Location annotation dataset excerpts:
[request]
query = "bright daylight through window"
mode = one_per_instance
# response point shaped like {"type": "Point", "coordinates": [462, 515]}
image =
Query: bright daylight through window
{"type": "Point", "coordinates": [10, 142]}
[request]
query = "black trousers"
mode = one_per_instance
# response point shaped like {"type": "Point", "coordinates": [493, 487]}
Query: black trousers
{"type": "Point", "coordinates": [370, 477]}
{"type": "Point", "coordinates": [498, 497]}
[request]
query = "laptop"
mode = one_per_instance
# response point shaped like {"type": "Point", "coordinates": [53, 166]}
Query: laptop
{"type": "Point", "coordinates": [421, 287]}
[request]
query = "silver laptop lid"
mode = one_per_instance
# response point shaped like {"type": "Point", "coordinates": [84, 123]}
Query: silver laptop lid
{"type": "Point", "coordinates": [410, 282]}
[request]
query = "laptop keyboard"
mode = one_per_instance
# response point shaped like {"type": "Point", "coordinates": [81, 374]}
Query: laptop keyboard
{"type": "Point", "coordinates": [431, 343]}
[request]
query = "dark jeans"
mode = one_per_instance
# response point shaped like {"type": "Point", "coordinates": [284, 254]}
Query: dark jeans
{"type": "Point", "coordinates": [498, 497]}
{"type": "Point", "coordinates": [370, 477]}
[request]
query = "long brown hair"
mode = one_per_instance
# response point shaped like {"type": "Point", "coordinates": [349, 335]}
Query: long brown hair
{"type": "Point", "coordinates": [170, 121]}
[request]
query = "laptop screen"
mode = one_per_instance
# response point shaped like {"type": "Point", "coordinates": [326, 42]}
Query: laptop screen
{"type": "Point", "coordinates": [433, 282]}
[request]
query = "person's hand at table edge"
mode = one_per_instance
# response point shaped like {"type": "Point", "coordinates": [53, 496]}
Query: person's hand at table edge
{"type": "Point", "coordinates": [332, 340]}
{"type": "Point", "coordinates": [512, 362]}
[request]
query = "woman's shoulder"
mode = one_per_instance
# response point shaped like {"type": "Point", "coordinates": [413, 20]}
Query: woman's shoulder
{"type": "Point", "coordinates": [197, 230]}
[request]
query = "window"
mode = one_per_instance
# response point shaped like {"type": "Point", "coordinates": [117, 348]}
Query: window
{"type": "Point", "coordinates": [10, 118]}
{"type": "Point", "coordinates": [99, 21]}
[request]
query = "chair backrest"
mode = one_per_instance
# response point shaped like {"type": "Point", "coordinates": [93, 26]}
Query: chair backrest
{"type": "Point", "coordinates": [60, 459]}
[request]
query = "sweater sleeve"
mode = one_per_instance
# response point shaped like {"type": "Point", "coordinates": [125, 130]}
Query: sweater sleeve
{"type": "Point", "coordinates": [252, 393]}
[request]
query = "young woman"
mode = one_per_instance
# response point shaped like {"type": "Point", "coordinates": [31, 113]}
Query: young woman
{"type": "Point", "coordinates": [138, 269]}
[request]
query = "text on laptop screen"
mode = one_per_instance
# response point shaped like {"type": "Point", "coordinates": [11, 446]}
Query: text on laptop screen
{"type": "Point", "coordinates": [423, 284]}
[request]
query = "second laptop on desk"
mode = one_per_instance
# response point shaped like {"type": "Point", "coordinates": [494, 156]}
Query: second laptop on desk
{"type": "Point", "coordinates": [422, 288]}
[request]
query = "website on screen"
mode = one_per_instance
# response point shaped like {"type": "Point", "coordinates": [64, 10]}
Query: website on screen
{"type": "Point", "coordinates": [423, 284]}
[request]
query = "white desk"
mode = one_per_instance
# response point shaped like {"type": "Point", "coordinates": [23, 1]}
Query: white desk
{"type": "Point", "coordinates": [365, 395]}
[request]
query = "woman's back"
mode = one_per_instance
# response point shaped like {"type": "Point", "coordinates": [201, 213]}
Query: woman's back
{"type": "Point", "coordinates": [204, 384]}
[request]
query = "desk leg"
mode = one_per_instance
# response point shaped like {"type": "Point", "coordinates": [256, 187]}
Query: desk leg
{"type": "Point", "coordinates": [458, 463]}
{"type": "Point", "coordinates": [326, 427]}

[Description of the task] Take the records above and return them exactly as written.

[Solution to the problem]
[request]
query = "bright daylight through window"
mode = one_per_instance
# response point shaped like {"type": "Point", "coordinates": [462, 515]}
image =
Query: bright daylight through window
{"type": "Point", "coordinates": [10, 142]}
[request]
query = "black trousers"
mode = one_per_instance
# response point shaped like {"type": "Point", "coordinates": [493, 487]}
Query: black trousers
{"type": "Point", "coordinates": [370, 477]}
{"type": "Point", "coordinates": [498, 497]}
[request]
query = "laptop"
mode = one_per_instance
# response point shaped like {"type": "Point", "coordinates": [53, 166]}
Query: laptop
{"type": "Point", "coordinates": [421, 287]}
[request]
query = "silver laptop lid"
mode = one_per_instance
# response point shaped like {"type": "Point", "coordinates": [84, 123]}
Query: silver laptop lid
{"type": "Point", "coordinates": [410, 282]}
[request]
query = "laptop keyboard"
mode = one_per_instance
# response point shaped like {"type": "Point", "coordinates": [81, 374]}
Query: laptop keyboard
{"type": "Point", "coordinates": [431, 343]}
[request]
query = "dark jeans"
mode = one_per_instance
# response point shaped like {"type": "Point", "coordinates": [284, 254]}
Query: dark jeans
{"type": "Point", "coordinates": [498, 497]}
{"type": "Point", "coordinates": [370, 477]}
[request]
query = "long brown hair"
mode = one_per_instance
# response point shaped like {"type": "Point", "coordinates": [349, 335]}
Query: long brown hair
{"type": "Point", "coordinates": [170, 121]}
[request]
query = "laptop screen"
mode = one_per_instance
# response point shaped like {"type": "Point", "coordinates": [326, 42]}
Query: laptop screen
{"type": "Point", "coordinates": [433, 282]}
[request]
query = "person's hand at table edge"
mode = one_per_instance
# response point shaped like {"type": "Point", "coordinates": [53, 496]}
Query: person's hand at table edge
{"type": "Point", "coordinates": [332, 340]}
{"type": "Point", "coordinates": [512, 362]}
[request]
query = "woman's shoulder"
mode = one_per_instance
# response point shaped like {"type": "Point", "coordinates": [413, 20]}
Query: woman's shoulder
{"type": "Point", "coordinates": [197, 230]}
[request]
query = "window"
mode = one_per_instance
# response point shaped like {"type": "Point", "coordinates": [117, 348]}
Query: window
{"type": "Point", "coordinates": [10, 118]}
{"type": "Point", "coordinates": [99, 21]}
[request]
query = "chair backrest"
mode = one_per_instance
# response point shaped like {"type": "Point", "coordinates": [93, 26]}
Query: chair backrest
{"type": "Point", "coordinates": [60, 459]}
[request]
query = "sweater sleeve"
mode = one_per_instance
# response point shaped like {"type": "Point", "coordinates": [125, 130]}
Query: sweater sleeve
{"type": "Point", "coordinates": [252, 393]}
[request]
query = "young woman"
mode = one_per_instance
# response point shaped like {"type": "Point", "coordinates": [31, 113]}
Query: young woman
{"type": "Point", "coordinates": [138, 269]}
[request]
query = "text on laptop screen"
mode = one_per_instance
# response point shaped like {"type": "Point", "coordinates": [11, 446]}
Query: text on laptop screen
{"type": "Point", "coordinates": [423, 284]}
[request]
query = "second laptop on desk"
mode = one_per_instance
# response point shaped like {"type": "Point", "coordinates": [494, 156]}
Query: second laptop on desk
{"type": "Point", "coordinates": [422, 288]}
[request]
query = "website on screen"
mode = one_per_instance
# response point shaped like {"type": "Point", "coordinates": [64, 10]}
Query: website on screen
{"type": "Point", "coordinates": [423, 284]}
[request]
query = "white desk"
mode = one_per_instance
# response point shaped like {"type": "Point", "coordinates": [23, 1]}
Query: white desk
{"type": "Point", "coordinates": [365, 395]}
[request]
query = "woman's back"
mode = one_per_instance
# response point shaped like {"type": "Point", "coordinates": [201, 213]}
Query: woman's back
{"type": "Point", "coordinates": [204, 384]}
[request]
query = "desk leg"
mode = one_per_instance
# response point shaped like {"type": "Point", "coordinates": [256, 187]}
Query: desk leg
{"type": "Point", "coordinates": [458, 463]}
{"type": "Point", "coordinates": [326, 427]}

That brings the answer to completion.